Dataset entries:
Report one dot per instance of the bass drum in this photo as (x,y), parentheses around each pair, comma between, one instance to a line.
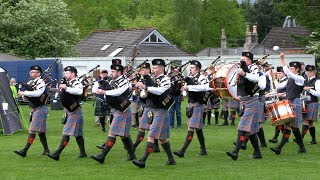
(223,81)
(281,112)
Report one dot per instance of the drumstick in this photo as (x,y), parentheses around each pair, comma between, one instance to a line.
(232,77)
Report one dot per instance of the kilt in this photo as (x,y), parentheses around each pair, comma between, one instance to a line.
(233,103)
(134,106)
(101,109)
(262,101)
(159,129)
(143,121)
(74,124)
(39,119)
(297,108)
(249,120)
(312,111)
(224,103)
(120,125)
(212,106)
(196,120)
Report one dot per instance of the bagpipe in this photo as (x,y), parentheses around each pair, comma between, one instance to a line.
(33,85)
(82,76)
(251,88)
(121,102)
(165,100)
(70,101)
(129,69)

YOUR ASSIGNMENT: Please give the records again word for word, omitting all images.

WRITTEN SOLUTION:
Report one dot per instance of the bass drum in this photo as (x,y), parentheses around each pair, comma between, one instance to a line.
(223,81)
(281,112)
Report one dot per instance of the drumstick in this photo as (x,y), parentheses around each pair, comma between, one instance to a line.
(232,77)
Report one dot per instance of the kilt in this photo as (x,y), parentheses around each pair, comma between, one instance to a line.
(233,103)
(134,106)
(101,109)
(262,101)
(159,129)
(143,121)
(74,124)
(39,119)
(297,108)
(249,120)
(312,111)
(224,103)
(120,125)
(212,106)
(196,120)
Report one dot per instance of the bagpipe in this photo as (x,y), parentheses around each pair, comma between, one instance to a line.
(33,85)
(82,76)
(251,88)
(121,102)
(165,100)
(70,101)
(129,69)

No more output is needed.